_Instrucciones:_
**A)** Según el texto sobre la vivienda en Ibiza, ¿cuánto pagó la madre de Sonia por el piso a finales de los ochenta?
**B)** Continúa el texto sobre la vivienda en Ibiza a partir de su última frase.

_Texto de estudio:_
El piso donde Sonia se crió, y todavía vive ya cumplidos los treinta y cinco, con su pareja y Mateo, el bebé que tuvieron hace unos meses, está en una de las barriadas del extrarradio de Vila, el nombre popular que recibe la capital ibicenca. Esa barriada popular comparte nombre con otras muchas zonas de ciudades distintas –grandes, medianas y pequeñas– de todo el país por haberse creado originalmente para alojar a la clase obrera a un precio económico: Casas Baratas. Un topónimo que, en este caso, en este lugar, resulta irónico. Los tres millones de pesetas que pagó la madre de Sonia a finales de los ochenta ahora cotizarían a más de 400 mil euros en el mercado ibicenco. Contemplando la depreciación del dinero, su valor inmobiliario se ha multiplicado por más de dos.

No quiero ser pobre ganando dos mil euros al mes' dice Sonia, auxiliar de enfermería que ha pasado toda su vida en la isla y ahora ha pedido el traslado a un hospital de Valdepeñas

“No quiero ser pobre ganando dos mil euros al mes” es la frase que más veces ha repetido Sonia en la media docena de entrevistas que le han hecho desde que le confirmaron el traslado de su plaza de auxiliar de enfermería del hospital de Can Misses al Gutiérrez Ortega de Valdepeñas. Ve ‘omertà’ en el ambiente insular: “Soy de las pocas que se ha atrevido a hablar, pero conozco mucha gente criada aquí que no puede emanciparse. El estigma social de contar que vives con tus padres porque tu sueldo no te da es muy grande en un lugar tan pequeño”.

_Registros:_

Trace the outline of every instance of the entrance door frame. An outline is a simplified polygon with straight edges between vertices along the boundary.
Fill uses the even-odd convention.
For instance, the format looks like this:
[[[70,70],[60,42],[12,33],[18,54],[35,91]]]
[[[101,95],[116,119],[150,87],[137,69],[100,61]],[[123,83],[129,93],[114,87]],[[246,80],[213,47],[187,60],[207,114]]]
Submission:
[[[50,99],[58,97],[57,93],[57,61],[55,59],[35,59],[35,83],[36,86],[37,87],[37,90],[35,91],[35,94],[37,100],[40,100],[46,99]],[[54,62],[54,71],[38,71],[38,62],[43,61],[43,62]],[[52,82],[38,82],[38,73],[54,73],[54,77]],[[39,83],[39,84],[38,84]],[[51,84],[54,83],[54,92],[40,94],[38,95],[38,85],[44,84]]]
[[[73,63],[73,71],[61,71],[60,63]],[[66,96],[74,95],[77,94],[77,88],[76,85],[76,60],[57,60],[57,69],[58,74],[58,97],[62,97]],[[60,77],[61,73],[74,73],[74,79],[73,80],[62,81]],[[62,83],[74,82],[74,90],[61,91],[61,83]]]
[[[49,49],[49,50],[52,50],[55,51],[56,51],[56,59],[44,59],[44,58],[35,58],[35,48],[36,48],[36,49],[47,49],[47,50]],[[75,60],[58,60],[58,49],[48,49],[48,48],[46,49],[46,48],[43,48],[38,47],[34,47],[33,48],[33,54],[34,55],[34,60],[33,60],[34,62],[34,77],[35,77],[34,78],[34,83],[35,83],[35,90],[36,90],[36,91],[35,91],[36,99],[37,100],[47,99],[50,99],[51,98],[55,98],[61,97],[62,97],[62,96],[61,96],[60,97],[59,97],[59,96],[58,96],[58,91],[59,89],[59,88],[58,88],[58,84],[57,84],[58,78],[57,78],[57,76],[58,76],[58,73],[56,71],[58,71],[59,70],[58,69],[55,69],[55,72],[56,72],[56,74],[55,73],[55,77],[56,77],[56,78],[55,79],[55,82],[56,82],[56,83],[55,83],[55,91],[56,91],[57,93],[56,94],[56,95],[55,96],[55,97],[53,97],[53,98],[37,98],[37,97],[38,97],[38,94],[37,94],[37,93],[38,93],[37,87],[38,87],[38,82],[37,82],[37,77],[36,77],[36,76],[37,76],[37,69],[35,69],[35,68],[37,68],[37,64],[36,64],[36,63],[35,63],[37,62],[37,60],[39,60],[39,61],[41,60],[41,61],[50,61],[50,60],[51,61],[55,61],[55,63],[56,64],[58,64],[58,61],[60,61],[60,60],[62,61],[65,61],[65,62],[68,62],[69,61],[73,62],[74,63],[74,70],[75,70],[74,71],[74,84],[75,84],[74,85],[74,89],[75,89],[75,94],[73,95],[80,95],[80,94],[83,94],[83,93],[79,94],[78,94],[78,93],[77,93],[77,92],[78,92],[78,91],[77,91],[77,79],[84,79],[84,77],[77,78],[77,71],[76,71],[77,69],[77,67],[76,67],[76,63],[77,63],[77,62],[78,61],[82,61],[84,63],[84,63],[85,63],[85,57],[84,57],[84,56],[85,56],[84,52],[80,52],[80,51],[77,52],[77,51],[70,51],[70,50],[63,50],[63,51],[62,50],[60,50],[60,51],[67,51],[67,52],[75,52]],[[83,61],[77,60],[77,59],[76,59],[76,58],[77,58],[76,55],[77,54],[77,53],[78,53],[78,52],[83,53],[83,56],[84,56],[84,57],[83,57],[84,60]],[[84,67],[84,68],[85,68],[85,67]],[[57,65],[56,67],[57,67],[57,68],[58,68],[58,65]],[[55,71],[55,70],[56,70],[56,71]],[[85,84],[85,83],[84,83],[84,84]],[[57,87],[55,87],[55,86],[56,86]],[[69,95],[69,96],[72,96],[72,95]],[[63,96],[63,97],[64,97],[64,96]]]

_Respuestas:_
**A)** Tres millones de pesetas.

**B)**
En Castilla-La Mancha, el papá de Mateo, que aportaba otro sueldo a la economía familiar, empezará de cero. Pero no les importa. La hipoteca llegará más pronto que tarde, dice Sonia, mientras en el móvil enseña el anuncio de un chalet adosado por 170 mil euros. Enraizarán en un lugar que no conoce, pero donde intuye que “se vive bien” por lo que le llega de un cuñado guardia civil que está allí destinado. Esta ibicenca decidió que a Eivissa volvería solo de vacaciones cuando en la oficina bancaria donde se abrió de cría su primera cartilla de ahorros le dieron una sonora negativa cuando hizo el último intento de pedir un crédito para comprarse un piso. 

“Para ricos y esclavos”

Coloquialmente, Sonia es una ‘murciana’, el término, despectivo en origen, asimilado después, que los nativos le solían dar a los ancianos, adultos, adolescentes y niños que llegaron desde el tercio sur de la península durante el boom turístico. A grandes rasgos, sus descendientes, pese a tener estudios académicos y sueldos que sus mayores ni si quiera soñaron, son la capa de población que más está sufriendo que el metro cuadrado ibicenco esté a medio camino entre los valores de València y Zürich. Pero no son las únicas personas que deciden marcharse de una isla que, pese a esta diáspora, haya pasado de 100 a 160 mil habitantes en los últimos veinte años.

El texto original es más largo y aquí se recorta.